**WHAT YOU ARE ASKED TO DO**
The line containing "Annotation task — pin every instance of the macrame" marks where to begin; quote it and every line after it through the end of the data, exactly as written.

**RECORDS FOR THE TASK**
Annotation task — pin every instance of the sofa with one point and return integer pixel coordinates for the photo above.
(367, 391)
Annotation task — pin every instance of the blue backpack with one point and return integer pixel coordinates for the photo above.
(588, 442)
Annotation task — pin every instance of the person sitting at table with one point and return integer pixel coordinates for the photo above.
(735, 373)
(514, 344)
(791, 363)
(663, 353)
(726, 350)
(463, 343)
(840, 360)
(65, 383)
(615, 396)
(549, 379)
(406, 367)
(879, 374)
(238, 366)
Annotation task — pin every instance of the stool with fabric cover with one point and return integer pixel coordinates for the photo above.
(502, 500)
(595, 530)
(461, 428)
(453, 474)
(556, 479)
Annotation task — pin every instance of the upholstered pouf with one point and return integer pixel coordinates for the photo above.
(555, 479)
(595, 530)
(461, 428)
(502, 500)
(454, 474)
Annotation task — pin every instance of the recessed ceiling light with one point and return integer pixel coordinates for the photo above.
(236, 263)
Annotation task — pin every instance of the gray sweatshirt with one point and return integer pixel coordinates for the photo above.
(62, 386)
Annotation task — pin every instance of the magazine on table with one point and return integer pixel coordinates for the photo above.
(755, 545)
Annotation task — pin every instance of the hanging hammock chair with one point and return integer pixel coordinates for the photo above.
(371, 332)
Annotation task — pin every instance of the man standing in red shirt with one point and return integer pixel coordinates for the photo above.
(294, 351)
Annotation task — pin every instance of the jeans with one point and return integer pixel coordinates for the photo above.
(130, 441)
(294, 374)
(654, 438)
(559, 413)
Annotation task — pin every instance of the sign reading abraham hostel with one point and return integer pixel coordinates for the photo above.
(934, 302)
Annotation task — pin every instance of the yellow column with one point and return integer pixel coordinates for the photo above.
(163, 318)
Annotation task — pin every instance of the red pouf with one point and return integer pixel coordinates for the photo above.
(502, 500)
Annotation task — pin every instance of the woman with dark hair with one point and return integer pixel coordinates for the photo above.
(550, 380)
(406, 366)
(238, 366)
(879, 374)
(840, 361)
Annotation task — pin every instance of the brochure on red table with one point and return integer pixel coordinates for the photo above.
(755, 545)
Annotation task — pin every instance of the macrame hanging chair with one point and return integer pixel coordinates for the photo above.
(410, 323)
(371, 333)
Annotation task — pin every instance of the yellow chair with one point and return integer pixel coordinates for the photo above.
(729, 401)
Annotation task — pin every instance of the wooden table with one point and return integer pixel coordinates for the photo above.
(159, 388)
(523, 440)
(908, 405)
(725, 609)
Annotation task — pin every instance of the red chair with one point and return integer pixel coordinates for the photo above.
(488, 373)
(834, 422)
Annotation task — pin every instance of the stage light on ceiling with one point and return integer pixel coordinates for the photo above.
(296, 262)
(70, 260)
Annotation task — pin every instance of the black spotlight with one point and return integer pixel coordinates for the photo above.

**COMPLETED TASK**
Annotation task — pin every instance of the macrame hanging chair with one point and return integer pixel coordinates for the photo above.
(410, 323)
(371, 333)
Annotation task — pin every instance of the yellow chair with one point and return integer pixel coordinates for the photo above.
(729, 401)
Annotation task — pin every instance of the wooden table with one point and return integer pixel coordinates for the photo above.
(159, 388)
(523, 440)
(908, 405)
(725, 609)
Annotation task — pin every instance of the red chair with one point and return integer pixel coordinates for the photo above.
(488, 373)
(834, 422)
Annotation task — pin every instance of the stage light on ceiling with one point and return integer pixel coordinates for the photo above.
(296, 262)
(70, 260)
Annotation task — pin every instance of the black spotlight with one point and return integer pixel coordinates for the photo above.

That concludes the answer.